Reproduce the items below with every occurrence of "farthest from its outline" changed to "farthest from its boundary", leaving all other text as it is. Omit the pictures from your answer.

--- start Records shown ---

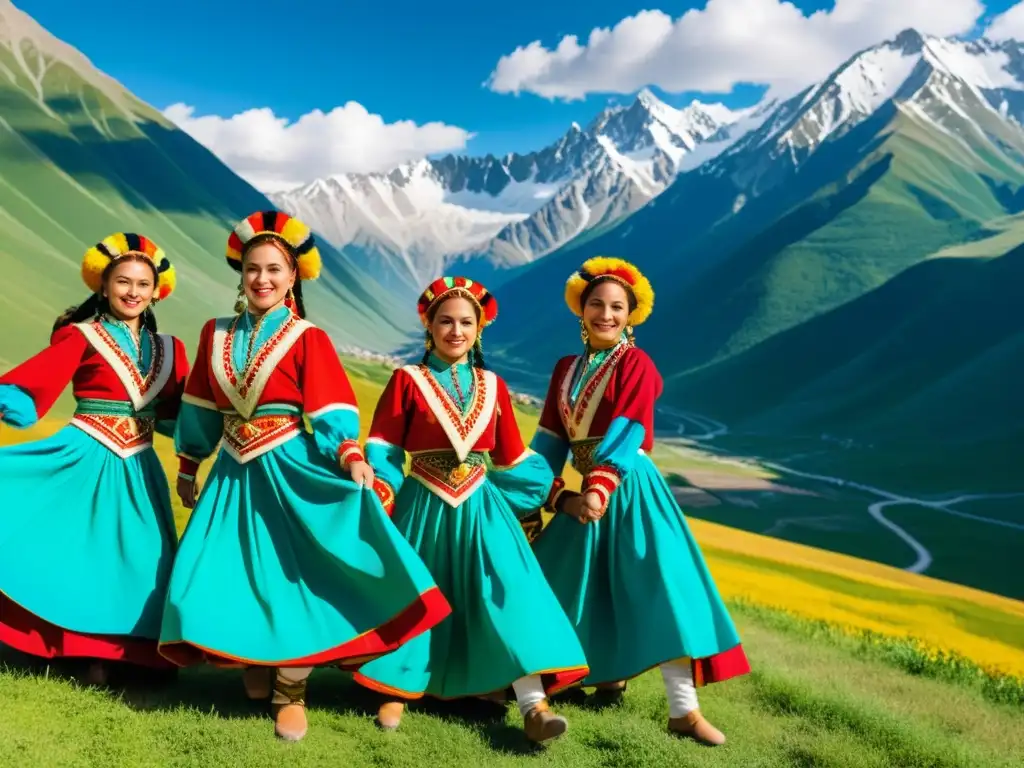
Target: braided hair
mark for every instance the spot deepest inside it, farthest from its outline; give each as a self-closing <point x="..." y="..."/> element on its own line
<point x="289" y="253"/>
<point x="475" y="353"/>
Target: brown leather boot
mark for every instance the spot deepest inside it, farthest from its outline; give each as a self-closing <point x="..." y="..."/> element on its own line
<point x="543" y="726"/>
<point x="693" y="725"/>
<point x="389" y="715"/>
<point x="608" y="694"/>
<point x="289" y="709"/>
<point x="258" y="682"/>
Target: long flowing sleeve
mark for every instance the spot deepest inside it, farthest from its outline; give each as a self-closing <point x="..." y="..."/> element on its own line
<point x="200" y="423"/>
<point x="329" y="399"/>
<point x="522" y="475"/>
<point x="29" y="391"/>
<point x="386" y="444"/>
<point x="169" y="408"/>
<point x="632" y="426"/>
<point x="550" y="439"/>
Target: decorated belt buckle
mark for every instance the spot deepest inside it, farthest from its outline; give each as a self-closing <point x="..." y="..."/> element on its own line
<point x="460" y="473"/>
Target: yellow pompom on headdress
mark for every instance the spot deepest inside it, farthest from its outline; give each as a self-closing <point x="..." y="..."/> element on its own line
<point x="290" y="230"/>
<point x="120" y="245"/>
<point x="604" y="268"/>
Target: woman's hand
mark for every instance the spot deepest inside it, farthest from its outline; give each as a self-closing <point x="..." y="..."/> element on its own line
<point x="361" y="473"/>
<point x="187" y="492"/>
<point x="592" y="506"/>
<point x="573" y="508"/>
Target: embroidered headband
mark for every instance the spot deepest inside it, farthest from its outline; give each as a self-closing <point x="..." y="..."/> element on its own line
<point x="287" y="229"/>
<point x="119" y="246"/>
<point x="445" y="288"/>
<point x="623" y="272"/>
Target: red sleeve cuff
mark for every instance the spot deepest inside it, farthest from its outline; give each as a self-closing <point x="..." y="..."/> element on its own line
<point x="350" y="452"/>
<point x="187" y="467"/>
<point x="602" y="480"/>
<point x="386" y="495"/>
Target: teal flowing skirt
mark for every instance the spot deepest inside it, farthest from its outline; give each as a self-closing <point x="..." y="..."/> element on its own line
<point x="505" y="622"/>
<point x="636" y="587"/>
<point x="87" y="542"/>
<point x="287" y="563"/>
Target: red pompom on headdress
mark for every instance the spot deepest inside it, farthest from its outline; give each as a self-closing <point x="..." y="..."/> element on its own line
<point x="445" y="288"/>
<point x="288" y="229"/>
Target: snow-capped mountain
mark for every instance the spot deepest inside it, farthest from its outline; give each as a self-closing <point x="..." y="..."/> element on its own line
<point x="414" y="220"/>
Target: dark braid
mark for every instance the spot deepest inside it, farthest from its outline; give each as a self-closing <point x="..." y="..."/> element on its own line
<point x="150" y="320"/>
<point x="300" y="304"/>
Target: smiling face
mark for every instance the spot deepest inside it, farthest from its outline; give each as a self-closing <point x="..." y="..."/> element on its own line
<point x="605" y="313"/>
<point x="267" y="274"/>
<point x="129" y="288"/>
<point x="454" y="329"/>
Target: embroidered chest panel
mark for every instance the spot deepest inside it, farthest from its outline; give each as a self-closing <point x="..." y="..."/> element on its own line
<point x="463" y="430"/>
<point x="245" y="439"/>
<point x="244" y="388"/>
<point x="449" y="477"/>
<point x="579" y="417"/>
<point x="141" y="389"/>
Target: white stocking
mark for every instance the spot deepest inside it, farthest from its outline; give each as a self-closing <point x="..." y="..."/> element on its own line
<point x="679" y="687"/>
<point x="528" y="693"/>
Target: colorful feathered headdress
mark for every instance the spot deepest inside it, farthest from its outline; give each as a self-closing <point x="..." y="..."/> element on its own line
<point x="623" y="272"/>
<point x="120" y="245"/>
<point x="286" y="228"/>
<point x="445" y="288"/>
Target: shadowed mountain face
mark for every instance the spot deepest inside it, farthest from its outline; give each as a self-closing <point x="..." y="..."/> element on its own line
<point x="81" y="158"/>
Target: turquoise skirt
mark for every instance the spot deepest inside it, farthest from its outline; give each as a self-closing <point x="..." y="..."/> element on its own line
<point x="636" y="587"/>
<point x="505" y="622"/>
<point x="285" y="562"/>
<point x="87" y="542"/>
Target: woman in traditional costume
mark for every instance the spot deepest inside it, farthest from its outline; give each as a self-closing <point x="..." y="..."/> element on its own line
<point x="289" y="560"/>
<point x="620" y="556"/>
<point x="87" y="534"/>
<point x="471" y="478"/>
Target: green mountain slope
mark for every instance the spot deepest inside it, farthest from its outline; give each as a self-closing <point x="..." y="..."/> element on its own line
<point x="81" y="158"/>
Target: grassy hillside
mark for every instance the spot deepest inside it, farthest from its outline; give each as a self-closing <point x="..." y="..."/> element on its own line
<point x="81" y="158"/>
<point x="812" y="700"/>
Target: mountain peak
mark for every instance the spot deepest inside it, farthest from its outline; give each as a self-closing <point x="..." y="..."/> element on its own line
<point x="909" y="41"/>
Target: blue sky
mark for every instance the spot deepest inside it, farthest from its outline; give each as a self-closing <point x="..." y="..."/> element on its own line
<point x="399" y="58"/>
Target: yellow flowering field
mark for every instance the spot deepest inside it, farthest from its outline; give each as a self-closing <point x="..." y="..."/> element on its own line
<point x="811" y="583"/>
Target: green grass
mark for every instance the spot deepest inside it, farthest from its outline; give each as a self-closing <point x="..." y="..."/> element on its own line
<point x="91" y="161"/>
<point x="815" y="698"/>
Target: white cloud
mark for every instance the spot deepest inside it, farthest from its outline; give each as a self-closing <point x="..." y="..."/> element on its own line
<point x="273" y="154"/>
<point x="727" y="42"/>
<point x="1008" y="26"/>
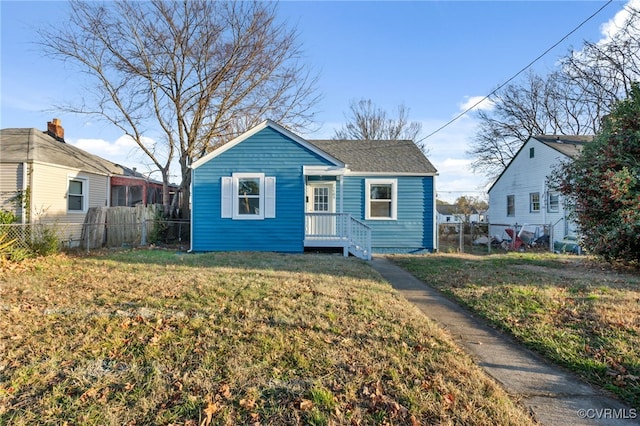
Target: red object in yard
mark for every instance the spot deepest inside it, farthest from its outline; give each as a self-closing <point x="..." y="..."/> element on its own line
<point x="516" y="242"/>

--- end Records shown ---

Final answer →
Target: braided hair
mark for every instance the spot deepest inside it, farthest from its boundary; give each as a self-closing <point x="..." y="..."/> element on its own line
<point x="289" y="253"/>
<point x="475" y="353"/>
Target: brown leather boot
mark for every instance the spot deepest inside it, farthest from its boundary; give each as a self-closing <point x="..." y="..."/> element on its own line
<point x="543" y="726"/>
<point x="693" y="725"/>
<point x="389" y="715"/>
<point x="608" y="694"/>
<point x="289" y="709"/>
<point x="258" y="682"/>
Target: long flowing sleeve
mark for every instance the spot deepest inside it, farthest from its boundary; give each as a self-closing <point x="..." y="..."/> element on its own line
<point x="200" y="423"/>
<point x="329" y="399"/>
<point x="522" y="475"/>
<point x="29" y="391"/>
<point x="386" y="444"/>
<point x="169" y="408"/>
<point x="632" y="426"/>
<point x="550" y="439"/>
Target: decorated belt buckle
mark for every instance the spot deepest inside it, farthest from its boundary; give each as a self-closing <point x="..." y="..."/> element on its own line
<point x="460" y="473"/>
Target: yellow pompom on headdress
mark for every instance the spot deepest inside it, farthest from its boundary; give each as a self-closing <point x="..." y="..."/> element on its own line
<point x="290" y="230"/>
<point x="120" y="245"/>
<point x="604" y="268"/>
Target: woman's hand
mark for every instance the spot deepest inside it, farthest from its boundary; give each as a self-closing <point x="..." y="..."/> element on its own line
<point x="361" y="473"/>
<point x="187" y="492"/>
<point x="592" y="506"/>
<point x="573" y="508"/>
Target: embroidered headband
mark for every instance the spot deepest inside it, farthest from its boundary; give each as a self-closing <point x="..." y="..."/> element on its own line
<point x="287" y="229"/>
<point x="119" y="246"/>
<point x="445" y="288"/>
<point x="623" y="272"/>
Target: red sleeve cuff
mark for every instance the spot deepest inside it, farthest from its boundary; give each as a self-closing <point x="..." y="..."/> element on its own line
<point x="350" y="452"/>
<point x="187" y="467"/>
<point x="602" y="480"/>
<point x="386" y="495"/>
Target: teal flowing skirt
mark for every instance the spot deepest inside it, farthest from its boundary; give each as a self-closing <point x="..." y="..."/> element on its own line
<point x="505" y="622"/>
<point x="636" y="587"/>
<point x="87" y="542"/>
<point x="287" y="563"/>
Target: red pompom on headdress
mark for every instance the spot deepest inside it, farthest from its boundary; give each as a self-closing <point x="..." y="..."/> element on its own line
<point x="445" y="288"/>
<point x="288" y="229"/>
Target: snow-capped mountain
mark for every instance the spot deepest inside it, farthest from its boundary; give each as a self-closing <point x="..." y="..."/> element on its own line
<point x="414" y="220"/>
Target: dark braid
mark for every instance the spot deepest inside it, farthest from its boundary; give each as a self-closing <point x="..." y="..."/> element on its own line
<point x="150" y="320"/>
<point x="300" y="304"/>
Target: smiling face
mark for every instance the spot deepest inside it, farthest from its boundary; give each as a self-closing <point x="..." y="..."/> element on its own line
<point x="605" y="313"/>
<point x="267" y="274"/>
<point x="129" y="288"/>
<point x="454" y="329"/>
Target: embroidered chest panel
mark for every instance the spot deepest inside it, farthest from its boundary; give each as a self-closing <point x="..." y="..."/> element on its own line
<point x="463" y="430"/>
<point x="245" y="439"/>
<point x="244" y="388"/>
<point x="449" y="477"/>
<point x="579" y="417"/>
<point x="141" y="389"/>
Target: white stocking
mark for every instance the spot deepest inside it, farthest from its boundary; give each as a self-closing <point x="..." y="..."/> element on its own line
<point x="679" y="687"/>
<point x="528" y="693"/>
Target: colorful feathered headdress
mark for every instance the spot deepest inside it, farthest from its boundary; give each as a self-closing <point x="..." y="..."/> element on its own line
<point x="623" y="272"/>
<point x="120" y="245"/>
<point x="286" y="228"/>
<point x="445" y="288"/>
Target: shadowed mountain face
mark for every instance the spot deepest inside it, farthest from its boundary; give each as a self-closing <point x="..." y="..."/> element on its own line
<point x="81" y="158"/>
Target: turquoise skirt
mark for every instance the spot deepest inside it, farthest from its boundary; give each as a self-closing <point x="..." y="..."/> element on its own line
<point x="636" y="587"/>
<point x="505" y="622"/>
<point x="285" y="562"/>
<point x="87" y="542"/>
Target: woman in traditional costume
mark for every instance the spot deepest inside it, farthest from its boundary; give each as a self-closing <point x="..." y="..."/> element on its own line
<point x="289" y="560"/>
<point x="620" y="556"/>
<point x="87" y="534"/>
<point x="471" y="478"/>
Target: green mountain slope
mark for every instance the spot deepest inside it, farthest from its boundary; give each as a self-closing <point x="..." y="..."/> element on its own line
<point x="81" y="158"/>
Target: grassy hillside
mark for every instance the spot deepest inside it, farthest from its boundary; give each as a self-closing <point x="..." y="..."/> element on its own line
<point x="81" y="158"/>
<point x="812" y="700"/>
Target: mountain peak
mark for every instance the spot deepest inside it, farthest from its boundary; give each as a self-closing <point x="..." y="..."/> element on its own line
<point x="909" y="41"/>
Target: blue sky
mark for every instance the spot deepest inside it, farthest from its boundary; give each as a self-closing <point x="..." y="..."/> element on its own line
<point x="399" y="58"/>
Target: yellow flowering field
mark for every instance the spot deepest inside it, farthest from its boundary; give each as a self-closing <point x="..." y="..."/> element on its own line
<point x="811" y="583"/>
Target: green grass
mark for every instance the spot deepest inside it, farthest from its boundary; give each as a self-closing <point x="..." y="..."/> element on its own line
<point x="91" y="161"/>
<point x="815" y="698"/>
Target: white cloud
mark for every instance the spot deepest inside it, farthest from its boundary; give each as a self-closing <point x="..." y="..."/> element on its own line
<point x="273" y="154"/>
<point x="727" y="42"/>
<point x="1008" y="26"/>
Target: red object in yard
mark for every instance the spot deepest inside it, farthest from its boundary; give each as a self-closing <point x="..." y="..."/> element on its own line
<point x="516" y="242"/>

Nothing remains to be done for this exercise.